> [PROBLEM TO WORK ON] The response must contain all of the entries, each one repeated exactly.

---+---

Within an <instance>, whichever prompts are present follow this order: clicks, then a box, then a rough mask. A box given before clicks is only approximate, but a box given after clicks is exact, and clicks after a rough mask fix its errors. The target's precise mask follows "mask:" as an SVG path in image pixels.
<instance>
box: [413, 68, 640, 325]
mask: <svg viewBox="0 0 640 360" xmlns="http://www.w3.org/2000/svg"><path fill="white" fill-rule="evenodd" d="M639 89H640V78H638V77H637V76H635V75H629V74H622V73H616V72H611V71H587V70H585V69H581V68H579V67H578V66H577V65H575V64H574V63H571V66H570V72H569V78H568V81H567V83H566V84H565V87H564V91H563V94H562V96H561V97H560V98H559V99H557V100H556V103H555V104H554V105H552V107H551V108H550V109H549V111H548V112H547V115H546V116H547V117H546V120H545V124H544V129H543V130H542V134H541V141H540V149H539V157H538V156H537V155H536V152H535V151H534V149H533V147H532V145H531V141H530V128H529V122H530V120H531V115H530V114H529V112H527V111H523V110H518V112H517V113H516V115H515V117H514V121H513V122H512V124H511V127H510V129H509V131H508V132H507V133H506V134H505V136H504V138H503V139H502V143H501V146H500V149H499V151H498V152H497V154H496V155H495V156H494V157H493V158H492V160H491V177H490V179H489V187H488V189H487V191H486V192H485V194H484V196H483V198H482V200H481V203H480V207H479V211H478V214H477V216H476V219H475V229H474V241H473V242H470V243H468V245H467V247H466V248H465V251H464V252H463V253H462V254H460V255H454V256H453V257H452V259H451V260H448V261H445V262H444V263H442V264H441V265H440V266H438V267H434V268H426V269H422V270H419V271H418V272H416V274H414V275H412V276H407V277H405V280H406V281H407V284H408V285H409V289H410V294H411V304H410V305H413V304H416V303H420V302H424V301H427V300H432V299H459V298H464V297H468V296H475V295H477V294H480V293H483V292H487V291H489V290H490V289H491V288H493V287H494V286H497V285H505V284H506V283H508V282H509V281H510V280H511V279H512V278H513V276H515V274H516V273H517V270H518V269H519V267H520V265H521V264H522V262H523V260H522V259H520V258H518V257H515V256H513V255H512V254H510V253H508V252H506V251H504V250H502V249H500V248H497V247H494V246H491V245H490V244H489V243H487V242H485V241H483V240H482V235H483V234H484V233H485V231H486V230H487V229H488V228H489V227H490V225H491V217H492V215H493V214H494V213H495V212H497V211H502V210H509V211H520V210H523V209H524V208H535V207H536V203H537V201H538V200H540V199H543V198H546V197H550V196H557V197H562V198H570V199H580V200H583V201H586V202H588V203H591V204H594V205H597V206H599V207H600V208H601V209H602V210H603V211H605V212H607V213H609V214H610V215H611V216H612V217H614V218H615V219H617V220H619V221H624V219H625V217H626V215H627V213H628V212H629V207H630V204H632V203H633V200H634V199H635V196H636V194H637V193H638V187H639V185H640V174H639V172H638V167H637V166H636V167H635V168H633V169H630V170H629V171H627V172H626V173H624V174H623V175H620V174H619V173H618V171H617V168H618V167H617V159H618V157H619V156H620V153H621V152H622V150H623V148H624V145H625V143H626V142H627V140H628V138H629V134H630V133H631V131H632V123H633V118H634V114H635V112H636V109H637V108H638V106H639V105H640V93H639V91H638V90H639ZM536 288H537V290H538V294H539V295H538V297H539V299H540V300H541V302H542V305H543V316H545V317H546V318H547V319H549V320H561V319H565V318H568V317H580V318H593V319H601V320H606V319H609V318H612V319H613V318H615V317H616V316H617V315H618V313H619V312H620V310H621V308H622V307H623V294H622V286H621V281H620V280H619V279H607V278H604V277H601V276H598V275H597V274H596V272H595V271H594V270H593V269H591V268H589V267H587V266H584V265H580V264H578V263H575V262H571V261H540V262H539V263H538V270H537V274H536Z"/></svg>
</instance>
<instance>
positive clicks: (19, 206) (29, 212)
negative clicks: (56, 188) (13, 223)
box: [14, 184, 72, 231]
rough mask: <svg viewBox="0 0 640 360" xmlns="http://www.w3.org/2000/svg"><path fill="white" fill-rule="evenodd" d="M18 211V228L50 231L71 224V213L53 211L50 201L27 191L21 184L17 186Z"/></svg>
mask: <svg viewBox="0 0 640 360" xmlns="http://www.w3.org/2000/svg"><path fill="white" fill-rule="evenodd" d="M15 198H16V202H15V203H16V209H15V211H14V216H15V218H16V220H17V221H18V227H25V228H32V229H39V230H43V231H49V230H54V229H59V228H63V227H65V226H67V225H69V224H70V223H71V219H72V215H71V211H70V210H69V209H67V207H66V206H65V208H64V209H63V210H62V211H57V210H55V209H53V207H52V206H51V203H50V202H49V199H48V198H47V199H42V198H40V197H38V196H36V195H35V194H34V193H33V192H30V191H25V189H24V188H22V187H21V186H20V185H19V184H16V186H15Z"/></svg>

---+---

> [REPLY TO THE EXERCISE]
Within an <instance>, whichever prompts are present follow this order: clicks, then a box, then a rough mask. A box given before clicks is only approximate, but a box given after clicks is exact, and clicks after a rough mask fix its errors. The target's precise mask follows "mask:" as an SVG path in image pixels.
<instance>
box: [413, 68, 640, 325]
mask: <svg viewBox="0 0 640 360" xmlns="http://www.w3.org/2000/svg"><path fill="white" fill-rule="evenodd" d="M639 89H640V78H638V77H637V76H635V75H629V74H622V73H616V72H611V71H587V70H585V69H581V68H579V67H578V66H577V65H575V64H574V63H571V66H570V72H569V78H568V81H567V83H566V84H565V87H564V91H563V94H562V96H561V97H560V98H559V99H557V100H556V103H555V104H554V105H552V107H551V108H550V109H549V111H548V112H547V115H546V116H547V117H546V120H545V124H544V129H543V130H542V134H541V141H540V149H539V157H538V156H537V155H536V152H535V151H534V149H533V147H532V145H531V141H530V128H529V122H530V120H531V115H530V114H529V112H527V111H523V110H518V112H517V113H516V115H515V117H514V121H513V122H512V124H511V127H510V129H509V131H508V132H507V133H506V134H505V136H504V138H503V139H502V143H501V146H500V149H499V151H498V152H497V154H496V155H495V156H494V157H493V158H492V160H491V177H490V179H489V187H488V189H487V191H486V192H485V194H484V196H483V198H482V200H481V203H480V207H479V211H478V214H477V216H476V219H475V229H474V241H473V242H470V243H468V245H467V247H466V248H465V251H464V252H463V253H462V254H460V255H454V256H453V257H452V259H451V260H448V261H445V262H444V263H442V264H441V265H440V266H438V267H434V268H426V269H422V270H419V271H418V272H416V274H414V275H412V276H407V277H405V280H406V281H407V284H408V285H409V289H410V294H411V304H410V305H413V304H416V303H420V302H424V301H427V300H432V299H459V298H464V297H468V296H475V295H477V294H480V293H483V292H487V291H489V290H490V289H491V288H493V287H494V286H497V285H505V284H506V283H508V282H509V281H510V280H511V279H512V278H513V276H515V274H516V273H517V270H518V269H519V267H520V265H521V264H522V262H523V260H522V259H520V258H518V257H515V256H513V255H512V254H510V253H508V252H506V251H504V250H502V249H500V248H497V247H494V246H491V245H490V244H489V243H487V242H485V241H483V240H482V235H483V234H484V233H485V231H486V230H487V229H488V228H489V227H490V225H491V217H492V215H493V214H494V213H495V212H497V211H502V210H509V211H520V210H523V209H524V208H535V207H536V203H537V201H538V200H540V199H543V198H546V197H550V196H557V197H562V198H570V199H580V200H583V201H586V202H588V203H591V204H594V205H597V206H599V207H600V208H601V209H602V210H603V211H605V212H607V213H609V214H610V215H611V216H612V217H614V218H615V219H617V220H619V221H624V219H625V217H626V215H627V213H628V212H629V207H630V204H632V203H633V200H634V199H635V196H636V194H637V193H638V187H639V185H640V174H639V172H638V167H637V166H636V167H635V168H633V169H630V170H629V171H627V172H626V173H624V174H623V175H620V174H619V173H618V171H617V168H618V167H617V159H618V157H619V156H620V153H621V152H622V150H623V148H624V145H625V143H626V142H627V140H628V138H629V134H630V133H631V131H632V123H633V118H634V114H635V112H636V109H637V108H638V106H639V105H640V93H639V91H638V90H639ZM536 288H537V290H538V294H539V295H538V297H539V299H540V300H541V302H542V305H543V316H545V317H546V318H547V319H549V320H561V319H565V318H568V317H580V318H593V319H601V320H606V319H609V318H612V319H613V318H615V317H616V316H617V315H618V313H619V312H620V310H621V308H622V307H623V294H622V286H621V281H620V280H619V279H607V278H604V277H601V276H598V275H597V274H596V272H595V271H594V270H593V269H591V268H589V267H587V266H584V265H580V264H578V263H575V262H571V261H540V262H539V263H538V270H537V274H536Z"/></svg>
</instance>
<instance>
positive clicks: (19, 206) (29, 212)
negative clicks: (56, 188) (13, 223)
box: [14, 184, 72, 231]
rough mask: <svg viewBox="0 0 640 360" xmlns="http://www.w3.org/2000/svg"><path fill="white" fill-rule="evenodd" d="M18 211V228L50 231L71 224V213L53 211L50 201L27 191L21 184L17 186Z"/></svg>
mask: <svg viewBox="0 0 640 360" xmlns="http://www.w3.org/2000/svg"><path fill="white" fill-rule="evenodd" d="M15 198H16V202H15V203H16V209H15V211H14V216H15V218H16V220H17V221H18V227H25V228H32V229H39V230H43V231H49V230H54V229H59V228H63V227H65V226H67V225H69V224H70V223H71V219H72V215H71V211H70V210H69V209H67V207H66V206H65V208H64V209H63V210H62V211H57V210H55V209H53V207H52V206H51V203H50V202H49V199H48V198H47V199H42V198H40V197H38V196H36V195H35V194H34V193H33V192H30V191H25V189H24V188H22V187H21V186H20V185H19V184H16V186H15Z"/></svg>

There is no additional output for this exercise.